TASK DESCRIPTION -> Render every line of the material below as a Markdown table with the columns Row and Line. Give each nonblank line its own numbered row, and leave blank lines out.
-------------------------
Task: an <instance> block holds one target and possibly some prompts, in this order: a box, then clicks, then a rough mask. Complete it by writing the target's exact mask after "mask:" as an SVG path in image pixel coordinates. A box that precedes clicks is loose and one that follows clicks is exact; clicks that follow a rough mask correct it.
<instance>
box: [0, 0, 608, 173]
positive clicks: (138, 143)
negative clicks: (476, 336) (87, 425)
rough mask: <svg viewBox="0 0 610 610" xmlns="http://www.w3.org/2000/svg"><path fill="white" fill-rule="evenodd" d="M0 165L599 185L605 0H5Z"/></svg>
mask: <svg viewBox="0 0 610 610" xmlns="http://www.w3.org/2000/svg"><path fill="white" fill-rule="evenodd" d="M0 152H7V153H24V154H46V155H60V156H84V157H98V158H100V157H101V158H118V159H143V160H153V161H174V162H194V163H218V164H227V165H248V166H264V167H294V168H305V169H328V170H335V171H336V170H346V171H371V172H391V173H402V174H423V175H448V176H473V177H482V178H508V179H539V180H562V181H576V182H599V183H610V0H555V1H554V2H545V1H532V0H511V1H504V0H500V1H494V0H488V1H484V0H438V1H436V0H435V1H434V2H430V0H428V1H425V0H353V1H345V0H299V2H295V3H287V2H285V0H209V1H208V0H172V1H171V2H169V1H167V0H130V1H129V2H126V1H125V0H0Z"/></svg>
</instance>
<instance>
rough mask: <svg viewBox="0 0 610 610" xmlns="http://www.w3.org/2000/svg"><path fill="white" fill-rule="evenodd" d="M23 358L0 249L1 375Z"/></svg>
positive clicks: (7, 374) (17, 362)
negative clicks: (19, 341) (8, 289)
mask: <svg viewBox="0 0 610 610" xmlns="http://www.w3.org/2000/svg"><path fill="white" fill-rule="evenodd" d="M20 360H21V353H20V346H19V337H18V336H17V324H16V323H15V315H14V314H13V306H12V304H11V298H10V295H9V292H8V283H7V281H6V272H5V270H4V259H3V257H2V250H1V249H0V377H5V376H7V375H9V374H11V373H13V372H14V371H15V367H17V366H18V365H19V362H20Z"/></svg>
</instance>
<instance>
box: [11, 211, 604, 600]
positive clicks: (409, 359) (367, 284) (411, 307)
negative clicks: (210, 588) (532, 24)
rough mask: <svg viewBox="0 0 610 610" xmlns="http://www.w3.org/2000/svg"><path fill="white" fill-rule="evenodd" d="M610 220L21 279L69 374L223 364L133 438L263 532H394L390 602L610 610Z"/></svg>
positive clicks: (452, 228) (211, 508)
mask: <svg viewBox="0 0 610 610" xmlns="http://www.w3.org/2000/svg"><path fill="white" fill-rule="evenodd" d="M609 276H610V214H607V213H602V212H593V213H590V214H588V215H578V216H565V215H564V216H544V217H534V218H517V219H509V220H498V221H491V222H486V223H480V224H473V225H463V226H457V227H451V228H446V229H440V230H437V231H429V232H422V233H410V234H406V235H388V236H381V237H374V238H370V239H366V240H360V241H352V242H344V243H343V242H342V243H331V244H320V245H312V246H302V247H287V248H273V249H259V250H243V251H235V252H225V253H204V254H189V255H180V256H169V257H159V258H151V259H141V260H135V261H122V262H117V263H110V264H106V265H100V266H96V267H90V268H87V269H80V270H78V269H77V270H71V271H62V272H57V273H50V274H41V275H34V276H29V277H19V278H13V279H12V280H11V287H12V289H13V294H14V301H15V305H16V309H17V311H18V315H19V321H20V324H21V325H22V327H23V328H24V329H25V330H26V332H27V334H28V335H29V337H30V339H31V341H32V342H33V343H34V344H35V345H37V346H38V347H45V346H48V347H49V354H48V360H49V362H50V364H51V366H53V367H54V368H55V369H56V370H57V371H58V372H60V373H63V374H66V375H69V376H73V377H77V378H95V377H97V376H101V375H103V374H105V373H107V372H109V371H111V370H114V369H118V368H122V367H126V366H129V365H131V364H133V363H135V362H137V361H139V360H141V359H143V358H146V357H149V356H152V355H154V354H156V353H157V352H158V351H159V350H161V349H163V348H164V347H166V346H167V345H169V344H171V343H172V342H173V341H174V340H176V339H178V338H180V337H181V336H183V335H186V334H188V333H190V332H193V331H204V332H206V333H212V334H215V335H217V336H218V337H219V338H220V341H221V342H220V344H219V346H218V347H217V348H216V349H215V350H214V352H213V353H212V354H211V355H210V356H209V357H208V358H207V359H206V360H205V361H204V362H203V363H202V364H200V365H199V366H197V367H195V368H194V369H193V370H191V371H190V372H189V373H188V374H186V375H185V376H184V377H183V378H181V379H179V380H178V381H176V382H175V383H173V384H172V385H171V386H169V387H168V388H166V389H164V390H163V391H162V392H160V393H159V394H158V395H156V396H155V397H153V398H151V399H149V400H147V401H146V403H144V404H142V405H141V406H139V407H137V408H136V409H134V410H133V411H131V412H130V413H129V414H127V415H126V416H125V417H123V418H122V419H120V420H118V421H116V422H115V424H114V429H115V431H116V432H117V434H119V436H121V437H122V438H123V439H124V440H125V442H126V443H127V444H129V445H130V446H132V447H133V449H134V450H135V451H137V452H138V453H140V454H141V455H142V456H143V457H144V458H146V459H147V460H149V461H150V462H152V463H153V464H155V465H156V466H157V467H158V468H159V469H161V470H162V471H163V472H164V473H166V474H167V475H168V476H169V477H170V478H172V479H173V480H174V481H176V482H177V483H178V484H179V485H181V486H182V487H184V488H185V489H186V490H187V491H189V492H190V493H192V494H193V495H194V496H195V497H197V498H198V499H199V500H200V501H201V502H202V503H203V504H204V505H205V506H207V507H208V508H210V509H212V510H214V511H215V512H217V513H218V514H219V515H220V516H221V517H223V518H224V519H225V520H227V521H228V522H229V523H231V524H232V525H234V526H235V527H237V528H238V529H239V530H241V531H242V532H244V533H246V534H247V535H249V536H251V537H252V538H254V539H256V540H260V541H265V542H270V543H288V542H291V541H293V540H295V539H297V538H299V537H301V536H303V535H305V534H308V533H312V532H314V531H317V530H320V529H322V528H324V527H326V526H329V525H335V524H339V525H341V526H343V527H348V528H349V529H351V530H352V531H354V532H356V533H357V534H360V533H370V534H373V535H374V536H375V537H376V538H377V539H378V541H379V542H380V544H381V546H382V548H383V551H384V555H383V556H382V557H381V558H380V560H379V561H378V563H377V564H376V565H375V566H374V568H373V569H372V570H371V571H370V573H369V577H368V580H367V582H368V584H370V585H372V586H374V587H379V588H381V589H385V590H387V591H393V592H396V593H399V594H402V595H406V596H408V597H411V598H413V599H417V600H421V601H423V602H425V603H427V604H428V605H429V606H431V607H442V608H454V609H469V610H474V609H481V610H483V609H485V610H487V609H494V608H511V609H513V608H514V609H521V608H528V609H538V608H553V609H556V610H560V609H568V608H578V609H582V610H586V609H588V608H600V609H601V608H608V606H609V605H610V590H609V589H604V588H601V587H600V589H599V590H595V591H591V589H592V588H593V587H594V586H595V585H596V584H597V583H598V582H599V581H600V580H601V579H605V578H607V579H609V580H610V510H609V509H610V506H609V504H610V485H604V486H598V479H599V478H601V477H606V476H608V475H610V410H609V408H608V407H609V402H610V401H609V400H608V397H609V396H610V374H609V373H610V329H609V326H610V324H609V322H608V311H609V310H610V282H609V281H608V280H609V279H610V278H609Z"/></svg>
-------------------------
PROBLEM SOLUTION ->
| Row | Line |
|---|---|
| 1 | Task: an <instance> block holds one target and possibly some prompts, in this order: a box, then clicks, then a rough mask. Complete it by writing the target's exact mask after "mask:" as an SVG path in image pixel coordinates. A box that precedes clicks is loose and one that follows clicks is exact; clicks that follow a rough mask correct it. |
| 2 | <instance> |
| 3 | box: [0, 0, 608, 173] |
| 4 | positive clicks: (138, 143) |
| 5 | negative clicks: (476, 336) (87, 425) |
| 6 | rough mask: <svg viewBox="0 0 610 610" xmlns="http://www.w3.org/2000/svg"><path fill="white" fill-rule="evenodd" d="M0 165L599 185L605 0H5Z"/></svg> |
| 7 | mask: <svg viewBox="0 0 610 610" xmlns="http://www.w3.org/2000/svg"><path fill="white" fill-rule="evenodd" d="M0 152H7V153H24V154H46V155H60V156H84V157H98V158H100V157H101V158H118V159H143V160H153V161H174V162H194V163H218V164H227V165H248V166H264V167H294V168H305V169H328V170H335V171H336V170H346V171H371V172H391V173H402V174H423V175H448V176H473V177H482V178H508V179H539V180H562V181H576V182H599V183H610V0H555V1H554V2H545V1H532V0H511V1H504V0H500V1H494V0H488V1H484V0H438V1H436V0H435V1H434V2H430V0H428V1H425V0H353V1H345V0H299V2H295V3H287V2H285V0H209V1H208V0H172V1H171V2H169V1H167V0H130V1H129V2H126V1H125V0H0Z"/></svg> |
| 8 | </instance> |
| 9 | <instance> |
| 10 | rough mask: <svg viewBox="0 0 610 610" xmlns="http://www.w3.org/2000/svg"><path fill="white" fill-rule="evenodd" d="M23 358L0 249L1 375Z"/></svg> |
| 11 | positive clicks: (7, 374) (17, 362) |
| 12 | negative clicks: (19, 341) (8, 289) |
| 13 | mask: <svg viewBox="0 0 610 610" xmlns="http://www.w3.org/2000/svg"><path fill="white" fill-rule="evenodd" d="M20 360H21V353H20V346H19V337H18V336H17V324H16V323H15V315H14V314H13V306H12V304H11V298H10V295H9V292H8V283H7V281H6V272H5V270H4V259H3V257H2V250H1V249H0V377H5V376H7V375H9V374H11V373H13V372H14V371H15V367H17V366H18V365H19V362H20Z"/></svg> |
| 14 | </instance> |
| 15 | <instance> |
| 16 | box: [11, 211, 604, 600] |
| 17 | positive clicks: (409, 359) (367, 284) (411, 307) |
| 18 | negative clicks: (210, 588) (532, 24) |
| 19 | rough mask: <svg viewBox="0 0 610 610" xmlns="http://www.w3.org/2000/svg"><path fill="white" fill-rule="evenodd" d="M610 220L21 279L69 374L223 364L133 438L263 532H394L390 602L610 610Z"/></svg> |
| 20 | positive clicks: (452, 228) (211, 508) |
| 21 | mask: <svg viewBox="0 0 610 610" xmlns="http://www.w3.org/2000/svg"><path fill="white" fill-rule="evenodd" d="M609 276H610V214H607V213H602V212H593V213H590V214H588V215H578V216H565V215H564V216H544V217H534V218H517V219H509V220H498V221H491V222H486V223H480V224H473V225H463V226H457V227H451V228H446V229H440V230H437V231H429V232H422V233H410V234H406V235H388V236H381V237H374V238H370V239H366V240H360V241H352V242H344V243H343V242H342V243H331V244H320V245H312V246H302V247H287V248H273V249H259V250H243V251H235V252H225V253H204V254H189V255H180V256H169V257H159V258H151V259H141V260H135V261H122V262H117V263H110V264H106V265H100V266H96V267H90V268H87V269H80V270H78V269H77V270H71V271H62V272H57V273H50V274H41V275H34V276H29V277H19V278H13V279H12V280H11V287H12V289H13V294H14V301H15V305H16V309H17V311H18V315H19V321H20V324H21V325H22V327H23V328H24V329H25V330H26V332H27V334H28V335H29V337H30V339H31V341H32V342H33V343H34V344H35V345H37V346H38V347H45V346H48V347H49V354H48V360H49V362H50V364H51V366H53V367H54V368H55V369H56V370H57V371H58V372H60V373H63V374H66V375H69V376H73V377H77V378H95V377H97V376H101V375H103V374H105V373H107V372H109V371H111V370H114V369H118V368H122V367H126V366H129V365H131V364H133V363H135V362H137V361H139V360H141V359H143V358H146V357H149V356H152V355H154V354H156V353H157V352H158V351H159V350H161V349H163V348H164V347H166V346H167V345H169V344H171V343H172V342H173V341H174V340H176V339H178V338H180V337H181V336H183V335H186V334H188V333H190V332H193V331H204V332H206V333H212V334H215V335H217V336H218V337H219V338H220V341H221V342H220V344H219V346H218V347H217V348H216V349H215V350H214V352H213V353H212V354H211V355H210V356H209V357H208V358H207V359H206V360H205V361H204V362H203V363H202V364H200V365H199V366H197V367H195V368H194V369H193V370H191V371H190V372H189V373H188V374H186V375H185V376H184V377H183V378H181V379H179V380H178V381H176V382H175V383H173V384H172V385H171V386H169V387H168V388H166V389H164V390H163V391H162V392H160V393H159V394H158V395H156V396H155V397H153V398H151V399H149V400H147V401H146V403H144V404H142V405H141V406H139V407H137V408H136V409H134V410H133V411H131V412H130V413H129V414H127V415H126V416H125V417H123V418H122V419H120V420H118V421H116V422H115V424H114V429H115V431H116V432H117V434H119V436H121V437H122V438H123V439H124V440H125V442H126V443H127V444H129V445H130V446H132V447H133V449H134V450H135V451H137V452H138V453H140V454H141V455H142V456H143V457H144V458H146V459H147V460H149V461H150V462H152V463H153V464H155V465H156V466H157V467H158V468H159V469H161V470H162V471H163V472H164V473H166V474H167V475H168V476H169V477H170V478H172V479H173V480H174V481H176V482H177V483H178V484H179V485H181V486H182V487H184V488H185V489H186V490H187V491H189V492H190V493H192V494H193V495H194V496H195V497H197V498H198V499H199V500H200V501H201V502H202V503H203V504H204V505H205V506H207V507H208V508H210V509H212V510H214V511H215V512H217V513H218V514H219V515H220V516H221V517H223V518H224V519H225V520H227V521H228V522H229V523H231V524H232V525H234V526H235V527H237V528H238V529H239V530H241V531H242V532H244V533H246V534H247V535H249V536H251V537H252V538H254V539H256V540H260V541H265V542H270V543H288V542H291V541H293V540H295V539H297V538H299V537H301V536H303V535H305V534H308V533H312V532H314V531H317V530H320V529H322V528H324V527H326V526H329V525H335V524H339V525H341V526H343V527H348V528H349V529H351V530H352V531H354V532H356V533H357V534H360V533H370V534H373V535H374V536H375V537H376V538H377V539H378V541H379V542H380V544H381V546H382V548H383V551H384V555H383V556H382V557H381V558H380V560H379V561H378V563H377V564H376V565H375V566H374V568H373V569H372V570H371V571H370V573H369V577H368V580H367V582H368V584H370V585H372V586H374V587H379V588H381V589H385V590H387V591H393V592H396V593H399V594H402V595H406V596H408V597H411V598H413V599H417V600H421V601H423V602H425V603H427V604H428V605H429V606H431V607H442V608H454V609H469V610H474V609H481V610H483V609H485V610H487V609H494V608H511V609H513V608H514V609H521V608H528V609H538V608H553V609H556V610H560V609H568V608H578V609H582V610H586V609H588V608H600V609H601V608H608V606H609V605H610V590H609V589H604V588H601V587H600V589H599V590H595V591H591V589H592V588H593V587H594V586H595V585H596V584H597V583H598V582H599V581H600V580H601V579H605V578H607V579H609V580H610V510H609V509H610V506H609V504H610V485H604V486H598V479H599V478H601V477H606V476H608V475H610V410H609V408H608V407H609V402H610V401H609V400H608V397H609V396H610V374H609V373H610V329H609V326H610V324H609V322H608V311H609V310H610V282H609V281H608V280H609V279H610V278H609Z"/></svg> |